- Opening Delimiter -

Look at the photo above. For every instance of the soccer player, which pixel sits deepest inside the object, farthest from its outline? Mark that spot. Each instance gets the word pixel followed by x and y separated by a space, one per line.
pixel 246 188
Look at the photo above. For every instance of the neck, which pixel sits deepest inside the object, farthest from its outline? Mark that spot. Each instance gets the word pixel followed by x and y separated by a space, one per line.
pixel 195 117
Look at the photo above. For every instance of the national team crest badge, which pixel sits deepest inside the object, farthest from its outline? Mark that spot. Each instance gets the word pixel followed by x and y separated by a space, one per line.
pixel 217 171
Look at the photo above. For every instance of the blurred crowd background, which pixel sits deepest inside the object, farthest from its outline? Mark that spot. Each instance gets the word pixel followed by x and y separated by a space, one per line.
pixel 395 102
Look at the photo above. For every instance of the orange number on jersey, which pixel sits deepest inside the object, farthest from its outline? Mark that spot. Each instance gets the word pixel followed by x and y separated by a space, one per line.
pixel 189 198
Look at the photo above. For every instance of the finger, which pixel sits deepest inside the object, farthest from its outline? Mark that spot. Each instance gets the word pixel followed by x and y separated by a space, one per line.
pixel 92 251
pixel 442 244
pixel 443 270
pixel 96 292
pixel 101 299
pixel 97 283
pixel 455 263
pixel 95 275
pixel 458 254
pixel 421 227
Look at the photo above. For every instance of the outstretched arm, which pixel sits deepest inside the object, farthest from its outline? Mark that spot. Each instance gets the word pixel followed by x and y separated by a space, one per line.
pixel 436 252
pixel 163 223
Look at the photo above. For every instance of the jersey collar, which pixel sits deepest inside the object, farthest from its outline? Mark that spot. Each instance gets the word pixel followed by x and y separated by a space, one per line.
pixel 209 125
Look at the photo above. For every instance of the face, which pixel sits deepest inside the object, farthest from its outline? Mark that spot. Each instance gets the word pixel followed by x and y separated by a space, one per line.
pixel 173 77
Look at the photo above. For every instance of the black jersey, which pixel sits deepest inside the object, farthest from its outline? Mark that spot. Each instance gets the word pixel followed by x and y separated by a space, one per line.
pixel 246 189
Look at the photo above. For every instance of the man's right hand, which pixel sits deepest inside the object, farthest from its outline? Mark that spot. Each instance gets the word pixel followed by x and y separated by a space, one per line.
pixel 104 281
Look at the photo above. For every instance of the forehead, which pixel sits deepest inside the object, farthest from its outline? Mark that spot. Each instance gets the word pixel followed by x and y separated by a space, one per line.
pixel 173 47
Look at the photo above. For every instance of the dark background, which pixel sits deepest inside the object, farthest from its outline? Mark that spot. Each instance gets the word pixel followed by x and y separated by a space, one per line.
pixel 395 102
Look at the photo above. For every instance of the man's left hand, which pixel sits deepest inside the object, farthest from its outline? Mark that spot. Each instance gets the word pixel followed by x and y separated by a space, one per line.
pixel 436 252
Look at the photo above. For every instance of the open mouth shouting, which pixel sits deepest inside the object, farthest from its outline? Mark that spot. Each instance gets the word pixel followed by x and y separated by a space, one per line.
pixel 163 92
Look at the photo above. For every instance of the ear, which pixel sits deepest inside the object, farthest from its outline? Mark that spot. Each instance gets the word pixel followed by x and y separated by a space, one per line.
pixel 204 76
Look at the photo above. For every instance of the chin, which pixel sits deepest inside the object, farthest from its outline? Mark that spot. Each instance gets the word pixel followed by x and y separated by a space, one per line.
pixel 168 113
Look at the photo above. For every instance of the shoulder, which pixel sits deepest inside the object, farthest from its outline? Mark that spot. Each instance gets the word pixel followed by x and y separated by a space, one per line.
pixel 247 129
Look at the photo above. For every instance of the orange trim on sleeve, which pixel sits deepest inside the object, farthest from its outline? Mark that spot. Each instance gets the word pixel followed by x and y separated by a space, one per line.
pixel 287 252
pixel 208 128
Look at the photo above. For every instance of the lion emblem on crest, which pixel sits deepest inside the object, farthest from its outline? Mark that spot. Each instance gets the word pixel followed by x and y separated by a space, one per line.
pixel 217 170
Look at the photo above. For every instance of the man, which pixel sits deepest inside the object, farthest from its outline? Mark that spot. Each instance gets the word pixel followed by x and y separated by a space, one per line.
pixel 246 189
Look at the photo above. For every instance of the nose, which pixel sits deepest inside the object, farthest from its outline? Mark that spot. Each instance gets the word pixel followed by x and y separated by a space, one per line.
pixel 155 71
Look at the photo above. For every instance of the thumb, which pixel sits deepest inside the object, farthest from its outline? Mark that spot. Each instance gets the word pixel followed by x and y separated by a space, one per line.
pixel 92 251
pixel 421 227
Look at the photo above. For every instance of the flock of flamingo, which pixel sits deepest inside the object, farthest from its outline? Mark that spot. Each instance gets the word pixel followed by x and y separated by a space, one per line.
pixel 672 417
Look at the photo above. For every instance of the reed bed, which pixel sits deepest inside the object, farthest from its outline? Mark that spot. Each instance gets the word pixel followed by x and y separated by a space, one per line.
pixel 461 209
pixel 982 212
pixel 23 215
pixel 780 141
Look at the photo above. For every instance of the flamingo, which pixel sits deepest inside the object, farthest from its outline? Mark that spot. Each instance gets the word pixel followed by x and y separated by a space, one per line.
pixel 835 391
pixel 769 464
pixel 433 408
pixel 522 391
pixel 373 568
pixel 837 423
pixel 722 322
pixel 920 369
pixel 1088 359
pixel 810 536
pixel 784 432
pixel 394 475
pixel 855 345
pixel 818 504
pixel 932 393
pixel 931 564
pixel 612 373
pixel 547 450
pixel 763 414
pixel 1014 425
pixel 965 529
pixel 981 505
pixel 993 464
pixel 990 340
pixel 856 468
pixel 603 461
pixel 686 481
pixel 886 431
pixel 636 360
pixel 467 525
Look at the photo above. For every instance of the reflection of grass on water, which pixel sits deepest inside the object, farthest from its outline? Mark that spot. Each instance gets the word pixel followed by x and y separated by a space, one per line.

- Closing Delimiter -

# Work task
Everything above, from first entry to last, must be reproduced exactly.

# Response box
Look at the photo above. For every instance of the soccer player, which pixel sits deepest inside the object, farthest from its outline? Mark that spot. Each instance gets the word pixel followed by x and y separated by a space, one per line.
pixel 246 188
Look at the photo above. For every instance of the neck, which pixel sits deepest inside the object, farthest from its outline? Mark that spot. Each instance gets the word pixel followed by x and y separated by a space, one per line.
pixel 195 117
Look at the photo above. For every instance of the national team crest badge, which pixel sits deepest inside the object, farthest from its outline? Mark that spot. Each instance gets the word pixel followed by x and y separated by a space, one per line.
pixel 217 171
Look at the photo above. For every instance of the blurred crowd background, which pixel sits deepest inside the object, farthest from its outline? Mark that spot. Each instance gets the word pixel followed by x and y separated by a space, one per line.
pixel 395 102
Look at the photo above. For every instance of the orange number on jersey, which pixel sits deepest inside the object, farthest from its outline? Mark that spot. Each instance gets the word pixel followed by x and y separated by a space, one per line.
pixel 189 198
Look at the photo above. For every instance of the finger, which pixel sits deepest inside the object, farthest from its outline? Mark that spot. Each instance gets the word pixel followed by x and y separated by a space, one per line.
pixel 92 251
pixel 442 244
pixel 443 270
pixel 96 292
pixel 101 299
pixel 97 283
pixel 455 263
pixel 95 275
pixel 458 254
pixel 421 227
Look at the photo above. For every instance of the outstretched arm, which pixel sits deepest inside the object, farthest from its outline? Mark that spot. Each instance gets the word pixel followed by x and y separated by a space, one per line.
pixel 436 252
pixel 163 223
Look at the photo above. For every instance of the jersey collar, which pixel sits deepest inside the object, farthest from its outline? Mark that spot. Each instance gets the word pixel followed by x and y separated by a space, one per line.
pixel 209 125
Look at the photo above. For every instance of the face, which pixel sits deepest inside the object, farthest from its outline? Mark that spot. Each instance gets the word pixel followed by x and y separated by a space, one per line.
pixel 173 77
Look at the photo above. For every instance of the black jersey, which pixel sits deepest inside the object, farthest from its outline? Mark that spot. Each instance gets the word pixel followed by x and y separated by a space, one per line.
pixel 246 189
Look at the photo above. For every instance of the man's right hand, which pixel sits deepest inside the object, farthest from its outline? Mark that spot. Each instance gets the word pixel followed by x and y separated by a space, one per line.
pixel 104 281
Look at the photo above. For every instance of the forehead, which pixel sits deepest inside the object, farthest from its outline? Mark that spot. Each instance gets the word pixel followed by x and y separated by a space, one per line.
pixel 173 47
Look at the photo above. For every instance of the dark background, which pixel sits deepest inside the object, farthest from its outline? Mark that spot. Each instance gets the word pixel followed by x and y separated by a space, one per line.
pixel 395 102
Look at the photo above. For every instance of the man's left hand, which pixel sits deepest inside the object, farthest from its outline? Mark that spot. Each instance gets the word pixel followed by x and y separated by a space, one per line.
pixel 436 252
Look at the photo above. For every instance of the open mouth shouting, which pixel sits deepest inside the object, farthest from its outline? Mark that spot. Each instance gets the word pixel followed by x and y separated by a space, one per line.
pixel 163 92
Look at the photo above. For every instance of the ear, which pixel sits deepest inside the object, farthest from its outline? Mark that spot. Each instance gets the word pixel followed by x and y separated by a space, one per line.
pixel 204 76
Look at the photo above. For every instance of the chin, which pixel sits deepest inside the object, farthest from its outline? Mark that spot. Each instance gets the word pixel followed by x and y separated by a space, one per line.
pixel 168 113
Look at the photo above. For every instance of the shoulder, which pixel sits deepest inside the object, farthest from its outline? Mark that spot. Each instance gets the word pixel followed by x and y separated by a space, one per line.
pixel 247 129
Look at the photo above. For every instance of the orange trim on sleeve, which pixel sits deepest inside the object, farthest from its outline? Mark that spot. Each instance gets the word pixel followed by x and y separated by a space, one per line.
pixel 287 252
pixel 208 128
Look at the photo above. For every instance of the lion emblem on crest, which pixel sits deepest inside the object, farthest from its outline? Mark that spot. Each instance gets the word pixel followed by x and y separated by a space, one per line.
pixel 217 170
Look at the photo above. For every instance of the man, which pixel sits deepest inside the object, farthest from its outline? Mark that spot. Each instance gets the word pixel followed by x and y separated by a space, one per line.
pixel 246 189
Look at the photo above. For every instance of the nose, which pixel sits deepest inside the object, farthest from its outline? Mark that spot. Each instance gets the word pixel followed by x and y separated by a space, one per line.
pixel 155 71
Look at the photo above. For every instance of the thumb, which pixel sits deepest inside the object, farthest from its outline? Mark that spot. Each instance gets the word pixel followed by x and y separated by a space, one per line.
pixel 92 251
pixel 421 227
Look at the photo above. For every instance of the flock of flamingo, which pixel sits deepest inside the object, farthest from its outline? Mark that spot. Each instance gets the word pixel followed by x and y separated by a space, one per line.
pixel 672 417
Look at the photo above. For every instance of the reed bed, which pixel sits deepest inside the object, farthest from its outline? Mark that spot. Each instance gets the word pixel followed by x and y separated by a space, one per line.
pixel 461 209
pixel 982 212
pixel 23 215
pixel 780 141
Look at the photo above. For every instance of the flamingo, which pixel sits deepest inside the object, farthest from its outline? Mark that spot. Each instance gets the word pixel followed by x and y separated by a space, one per line.
pixel 835 391
pixel 769 464
pixel 433 408
pixel 522 391
pixel 373 568
pixel 837 423
pixel 722 322
pixel 920 369
pixel 1088 359
pixel 810 536
pixel 784 432
pixel 394 475
pixel 855 345
pixel 818 504
pixel 932 393
pixel 931 564
pixel 612 373
pixel 547 450
pixel 763 414
pixel 1014 425
pixel 965 529
pixel 981 505
pixel 993 464
pixel 990 340
pixel 856 468
pixel 603 461
pixel 686 481
pixel 886 431
pixel 636 360
pixel 467 525
Look at the photo above. For every instance of the reflection of grass on water, which pixel sits deepest inside the object, farthest from its outline? Mark that spot. Each instance gets the word pixel followed by x and y separated by a space, one per line.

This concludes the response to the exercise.